(Work to complete) Look through the material and copy each line holding "dark".

══ Record set ══

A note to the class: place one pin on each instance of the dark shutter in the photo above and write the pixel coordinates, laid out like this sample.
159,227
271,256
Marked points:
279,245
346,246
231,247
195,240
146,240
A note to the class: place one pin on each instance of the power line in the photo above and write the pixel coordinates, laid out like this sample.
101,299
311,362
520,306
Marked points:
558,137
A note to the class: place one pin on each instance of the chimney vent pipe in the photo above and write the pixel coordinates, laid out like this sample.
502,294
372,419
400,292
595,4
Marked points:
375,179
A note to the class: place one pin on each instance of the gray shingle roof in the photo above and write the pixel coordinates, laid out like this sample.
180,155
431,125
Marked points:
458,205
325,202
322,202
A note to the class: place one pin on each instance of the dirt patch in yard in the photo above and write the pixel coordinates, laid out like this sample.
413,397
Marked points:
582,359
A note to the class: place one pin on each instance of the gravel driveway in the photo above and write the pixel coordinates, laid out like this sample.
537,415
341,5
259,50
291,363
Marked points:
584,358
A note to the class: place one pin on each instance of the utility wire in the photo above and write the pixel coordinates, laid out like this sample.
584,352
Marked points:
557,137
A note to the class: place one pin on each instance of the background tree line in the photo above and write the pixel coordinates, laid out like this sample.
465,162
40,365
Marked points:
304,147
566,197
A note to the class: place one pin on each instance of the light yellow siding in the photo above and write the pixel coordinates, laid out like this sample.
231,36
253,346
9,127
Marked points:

═══
══ Record set ══

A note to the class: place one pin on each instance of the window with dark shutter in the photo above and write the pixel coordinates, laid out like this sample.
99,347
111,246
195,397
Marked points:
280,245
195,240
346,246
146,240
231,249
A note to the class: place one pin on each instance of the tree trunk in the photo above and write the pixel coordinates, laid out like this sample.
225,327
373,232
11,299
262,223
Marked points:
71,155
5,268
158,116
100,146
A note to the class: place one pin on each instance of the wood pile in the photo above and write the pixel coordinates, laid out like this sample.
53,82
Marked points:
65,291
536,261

═══
══ Record set ══

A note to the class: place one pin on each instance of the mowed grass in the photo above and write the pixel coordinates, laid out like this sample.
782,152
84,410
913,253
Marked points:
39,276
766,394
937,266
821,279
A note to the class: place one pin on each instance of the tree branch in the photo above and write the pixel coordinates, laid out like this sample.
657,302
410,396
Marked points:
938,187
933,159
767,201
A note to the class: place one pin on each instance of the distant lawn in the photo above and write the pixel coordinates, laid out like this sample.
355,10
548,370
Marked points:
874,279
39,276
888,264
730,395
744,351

═══

(Task response)
A note to the class: place one pin on each instance of the dark shutter in the photo above and write the pixel coordinates, laid out like this sample.
A note to the class: place one pin on each instance of the window with dark shutter in the photo above and write the pixel coordinates, laid out like this sample.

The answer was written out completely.